**PROBLEM TO WORK ON**: Copy each line of the entries beneath that contains the word "below".

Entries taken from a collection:
____________

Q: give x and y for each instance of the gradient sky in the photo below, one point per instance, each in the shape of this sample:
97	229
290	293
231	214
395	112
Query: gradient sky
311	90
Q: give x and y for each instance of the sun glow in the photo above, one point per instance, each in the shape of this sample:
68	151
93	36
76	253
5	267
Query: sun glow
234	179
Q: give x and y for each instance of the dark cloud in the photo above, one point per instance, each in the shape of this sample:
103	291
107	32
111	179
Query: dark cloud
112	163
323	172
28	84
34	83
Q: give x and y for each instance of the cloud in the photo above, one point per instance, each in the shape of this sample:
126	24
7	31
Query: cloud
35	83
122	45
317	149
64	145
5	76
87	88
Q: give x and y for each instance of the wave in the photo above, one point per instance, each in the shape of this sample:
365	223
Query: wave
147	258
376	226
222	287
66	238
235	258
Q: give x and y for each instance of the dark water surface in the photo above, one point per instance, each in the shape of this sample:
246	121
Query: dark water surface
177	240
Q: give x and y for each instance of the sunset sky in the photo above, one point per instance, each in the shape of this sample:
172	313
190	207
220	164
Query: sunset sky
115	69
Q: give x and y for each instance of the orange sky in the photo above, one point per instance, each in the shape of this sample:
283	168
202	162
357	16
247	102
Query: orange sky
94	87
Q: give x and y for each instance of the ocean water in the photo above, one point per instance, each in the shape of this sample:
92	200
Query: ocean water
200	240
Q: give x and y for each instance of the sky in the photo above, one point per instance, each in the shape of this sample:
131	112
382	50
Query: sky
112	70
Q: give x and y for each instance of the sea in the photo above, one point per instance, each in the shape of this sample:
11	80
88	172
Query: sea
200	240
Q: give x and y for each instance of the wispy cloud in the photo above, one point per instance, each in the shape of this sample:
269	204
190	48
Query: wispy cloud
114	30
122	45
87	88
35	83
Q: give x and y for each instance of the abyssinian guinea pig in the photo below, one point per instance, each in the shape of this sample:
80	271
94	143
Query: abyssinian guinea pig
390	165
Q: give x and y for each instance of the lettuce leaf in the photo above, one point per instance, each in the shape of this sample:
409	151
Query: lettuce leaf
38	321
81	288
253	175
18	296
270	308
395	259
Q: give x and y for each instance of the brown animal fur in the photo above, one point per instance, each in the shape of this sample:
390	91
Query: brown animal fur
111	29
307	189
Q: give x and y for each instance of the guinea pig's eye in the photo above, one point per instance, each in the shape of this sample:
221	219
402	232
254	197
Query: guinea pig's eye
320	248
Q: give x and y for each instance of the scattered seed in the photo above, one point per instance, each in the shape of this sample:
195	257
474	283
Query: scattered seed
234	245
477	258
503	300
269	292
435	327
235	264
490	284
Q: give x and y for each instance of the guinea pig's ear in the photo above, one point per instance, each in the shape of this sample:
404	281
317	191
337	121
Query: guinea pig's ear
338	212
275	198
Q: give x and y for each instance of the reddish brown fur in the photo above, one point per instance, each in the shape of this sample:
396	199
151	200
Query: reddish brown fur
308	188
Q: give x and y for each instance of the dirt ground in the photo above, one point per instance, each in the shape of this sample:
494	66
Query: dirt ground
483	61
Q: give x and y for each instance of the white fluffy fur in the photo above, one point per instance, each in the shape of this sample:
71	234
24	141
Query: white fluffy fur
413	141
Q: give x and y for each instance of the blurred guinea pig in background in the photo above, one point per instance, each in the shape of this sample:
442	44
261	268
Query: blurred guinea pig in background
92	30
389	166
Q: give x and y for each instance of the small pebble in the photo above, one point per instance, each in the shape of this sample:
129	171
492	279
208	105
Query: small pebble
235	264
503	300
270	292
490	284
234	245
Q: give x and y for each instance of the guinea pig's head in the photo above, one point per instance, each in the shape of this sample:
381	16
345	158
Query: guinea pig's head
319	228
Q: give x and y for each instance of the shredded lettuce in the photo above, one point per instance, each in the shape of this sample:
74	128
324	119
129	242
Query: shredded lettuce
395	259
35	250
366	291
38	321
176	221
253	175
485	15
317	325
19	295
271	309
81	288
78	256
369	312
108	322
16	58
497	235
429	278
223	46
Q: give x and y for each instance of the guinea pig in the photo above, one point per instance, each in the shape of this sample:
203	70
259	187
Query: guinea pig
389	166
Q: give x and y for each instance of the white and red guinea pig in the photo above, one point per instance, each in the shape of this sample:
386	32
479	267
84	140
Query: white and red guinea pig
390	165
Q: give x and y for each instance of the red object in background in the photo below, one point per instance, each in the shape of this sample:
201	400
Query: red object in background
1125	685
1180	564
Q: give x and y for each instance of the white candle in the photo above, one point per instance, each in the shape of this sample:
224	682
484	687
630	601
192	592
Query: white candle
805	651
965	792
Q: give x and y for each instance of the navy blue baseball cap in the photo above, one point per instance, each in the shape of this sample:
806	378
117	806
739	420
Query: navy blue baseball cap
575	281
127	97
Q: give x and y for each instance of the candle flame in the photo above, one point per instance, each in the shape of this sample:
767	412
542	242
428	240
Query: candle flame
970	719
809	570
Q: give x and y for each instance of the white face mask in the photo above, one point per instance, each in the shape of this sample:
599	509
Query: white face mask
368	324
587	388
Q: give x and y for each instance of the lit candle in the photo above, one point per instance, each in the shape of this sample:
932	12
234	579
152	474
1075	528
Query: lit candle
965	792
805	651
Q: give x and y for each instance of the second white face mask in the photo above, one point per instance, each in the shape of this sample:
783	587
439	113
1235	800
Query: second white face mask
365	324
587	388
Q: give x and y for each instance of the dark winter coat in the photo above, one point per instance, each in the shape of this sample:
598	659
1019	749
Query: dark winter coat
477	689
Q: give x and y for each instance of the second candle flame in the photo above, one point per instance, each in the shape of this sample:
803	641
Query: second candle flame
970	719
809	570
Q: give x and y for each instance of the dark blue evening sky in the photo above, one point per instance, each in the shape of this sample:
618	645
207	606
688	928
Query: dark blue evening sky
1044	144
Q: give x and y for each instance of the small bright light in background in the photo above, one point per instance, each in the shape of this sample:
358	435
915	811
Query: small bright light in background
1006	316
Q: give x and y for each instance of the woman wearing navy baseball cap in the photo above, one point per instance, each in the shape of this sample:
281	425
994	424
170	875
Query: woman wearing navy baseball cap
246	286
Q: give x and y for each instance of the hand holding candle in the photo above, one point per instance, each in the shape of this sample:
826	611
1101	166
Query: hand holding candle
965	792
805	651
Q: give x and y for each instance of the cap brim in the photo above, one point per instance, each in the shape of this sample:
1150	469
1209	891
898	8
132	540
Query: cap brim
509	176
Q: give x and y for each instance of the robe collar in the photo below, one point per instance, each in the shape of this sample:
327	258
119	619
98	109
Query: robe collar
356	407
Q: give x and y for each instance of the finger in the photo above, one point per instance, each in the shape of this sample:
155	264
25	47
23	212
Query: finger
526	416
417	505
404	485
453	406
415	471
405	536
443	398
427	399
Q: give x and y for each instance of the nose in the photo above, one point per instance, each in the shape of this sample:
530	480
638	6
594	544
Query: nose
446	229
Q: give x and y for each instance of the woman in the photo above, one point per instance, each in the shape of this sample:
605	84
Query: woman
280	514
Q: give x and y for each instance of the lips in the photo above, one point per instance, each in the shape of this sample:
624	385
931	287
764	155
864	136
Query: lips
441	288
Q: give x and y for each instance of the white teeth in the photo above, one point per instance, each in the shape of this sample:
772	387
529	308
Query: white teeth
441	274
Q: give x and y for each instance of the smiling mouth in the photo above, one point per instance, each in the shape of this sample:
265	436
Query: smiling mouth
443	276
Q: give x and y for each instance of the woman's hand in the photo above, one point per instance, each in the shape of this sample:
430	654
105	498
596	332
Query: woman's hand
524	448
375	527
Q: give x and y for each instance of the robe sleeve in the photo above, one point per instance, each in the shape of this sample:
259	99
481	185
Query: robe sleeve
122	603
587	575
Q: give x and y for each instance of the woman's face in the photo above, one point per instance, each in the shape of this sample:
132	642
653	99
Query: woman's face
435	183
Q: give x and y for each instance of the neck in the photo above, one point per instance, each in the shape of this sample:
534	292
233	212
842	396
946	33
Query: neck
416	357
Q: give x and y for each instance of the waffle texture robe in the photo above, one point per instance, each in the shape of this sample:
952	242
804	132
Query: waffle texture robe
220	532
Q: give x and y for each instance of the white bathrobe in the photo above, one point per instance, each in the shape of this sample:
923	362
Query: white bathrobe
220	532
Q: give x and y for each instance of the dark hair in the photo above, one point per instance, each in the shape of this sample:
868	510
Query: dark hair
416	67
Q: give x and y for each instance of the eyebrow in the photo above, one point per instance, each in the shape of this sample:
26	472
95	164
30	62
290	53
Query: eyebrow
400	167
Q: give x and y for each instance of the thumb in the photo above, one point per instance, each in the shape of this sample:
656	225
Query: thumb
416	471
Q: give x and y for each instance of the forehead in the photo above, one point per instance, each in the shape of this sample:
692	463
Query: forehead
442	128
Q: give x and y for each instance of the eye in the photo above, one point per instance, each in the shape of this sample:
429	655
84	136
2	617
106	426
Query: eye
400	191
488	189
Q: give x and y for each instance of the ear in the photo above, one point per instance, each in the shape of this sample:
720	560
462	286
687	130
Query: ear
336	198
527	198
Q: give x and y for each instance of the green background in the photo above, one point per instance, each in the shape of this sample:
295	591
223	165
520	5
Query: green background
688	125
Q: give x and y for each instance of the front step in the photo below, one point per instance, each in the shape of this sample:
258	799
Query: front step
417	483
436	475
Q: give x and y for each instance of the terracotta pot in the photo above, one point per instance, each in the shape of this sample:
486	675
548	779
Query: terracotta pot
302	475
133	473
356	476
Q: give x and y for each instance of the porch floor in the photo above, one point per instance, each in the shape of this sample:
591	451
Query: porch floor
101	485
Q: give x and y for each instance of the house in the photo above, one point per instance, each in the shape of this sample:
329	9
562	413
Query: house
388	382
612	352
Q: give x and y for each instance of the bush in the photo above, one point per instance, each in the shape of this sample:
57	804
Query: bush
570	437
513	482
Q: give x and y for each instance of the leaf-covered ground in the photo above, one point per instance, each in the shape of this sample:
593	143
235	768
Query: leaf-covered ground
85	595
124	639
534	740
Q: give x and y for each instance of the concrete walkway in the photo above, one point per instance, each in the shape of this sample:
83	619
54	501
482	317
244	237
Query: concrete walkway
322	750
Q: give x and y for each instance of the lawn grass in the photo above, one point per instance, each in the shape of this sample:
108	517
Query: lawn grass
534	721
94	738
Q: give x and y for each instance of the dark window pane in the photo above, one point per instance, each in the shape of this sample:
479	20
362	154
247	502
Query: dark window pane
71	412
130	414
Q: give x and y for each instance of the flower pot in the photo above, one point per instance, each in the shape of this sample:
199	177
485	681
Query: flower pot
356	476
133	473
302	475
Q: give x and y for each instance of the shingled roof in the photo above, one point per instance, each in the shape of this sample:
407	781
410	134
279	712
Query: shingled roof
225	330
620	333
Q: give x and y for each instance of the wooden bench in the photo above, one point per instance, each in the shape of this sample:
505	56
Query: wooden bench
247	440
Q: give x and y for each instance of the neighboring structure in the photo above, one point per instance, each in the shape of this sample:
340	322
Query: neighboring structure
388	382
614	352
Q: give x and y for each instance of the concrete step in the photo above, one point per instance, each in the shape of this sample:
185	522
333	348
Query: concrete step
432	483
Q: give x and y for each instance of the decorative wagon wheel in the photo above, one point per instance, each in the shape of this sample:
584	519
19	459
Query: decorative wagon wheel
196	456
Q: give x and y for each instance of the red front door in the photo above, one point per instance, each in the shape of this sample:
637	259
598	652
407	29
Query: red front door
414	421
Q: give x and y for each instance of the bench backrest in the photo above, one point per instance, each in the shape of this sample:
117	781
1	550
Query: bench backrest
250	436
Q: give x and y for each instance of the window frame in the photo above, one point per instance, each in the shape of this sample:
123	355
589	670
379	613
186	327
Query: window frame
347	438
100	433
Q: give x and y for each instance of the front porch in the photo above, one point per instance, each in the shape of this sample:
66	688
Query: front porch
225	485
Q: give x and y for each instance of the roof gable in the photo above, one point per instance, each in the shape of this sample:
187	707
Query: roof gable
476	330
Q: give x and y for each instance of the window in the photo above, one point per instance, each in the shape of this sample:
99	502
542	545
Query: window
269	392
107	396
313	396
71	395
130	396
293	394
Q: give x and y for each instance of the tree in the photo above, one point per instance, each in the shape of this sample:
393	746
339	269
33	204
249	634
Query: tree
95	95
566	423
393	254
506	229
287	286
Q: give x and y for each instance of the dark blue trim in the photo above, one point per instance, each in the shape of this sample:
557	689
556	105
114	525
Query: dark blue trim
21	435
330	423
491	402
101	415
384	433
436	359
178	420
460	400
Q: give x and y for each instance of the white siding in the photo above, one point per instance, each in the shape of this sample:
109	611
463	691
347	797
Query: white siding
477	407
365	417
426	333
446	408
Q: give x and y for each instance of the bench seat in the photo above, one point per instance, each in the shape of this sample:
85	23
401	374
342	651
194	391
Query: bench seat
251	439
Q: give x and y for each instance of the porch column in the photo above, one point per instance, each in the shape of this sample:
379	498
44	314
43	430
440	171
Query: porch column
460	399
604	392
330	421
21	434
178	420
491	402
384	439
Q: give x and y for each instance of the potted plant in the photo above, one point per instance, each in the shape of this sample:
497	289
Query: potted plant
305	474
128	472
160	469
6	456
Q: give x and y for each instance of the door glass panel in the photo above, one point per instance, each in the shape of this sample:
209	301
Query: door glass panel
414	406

____________

**ANSWER FOR THE TASK**:
Q: give x and y for each instance of the gradient sky in the photo below, one point per instance, each in the shape of this sample:
Q: give x and y for each instance of the abyssinian guinea pig in the photo below, one point per instance, each in the shape of this sample:
Q: give x and y for each instance of the red object in background in the photo below, one point per instance, each in the shape of this sample:
Q: give x and y for each instance of the robe collar in the photo below, one point per instance, each in the shape of this sample:
Q: give x and y for each instance of the front step in the photo below, one point per instance, each in the shape of this sample:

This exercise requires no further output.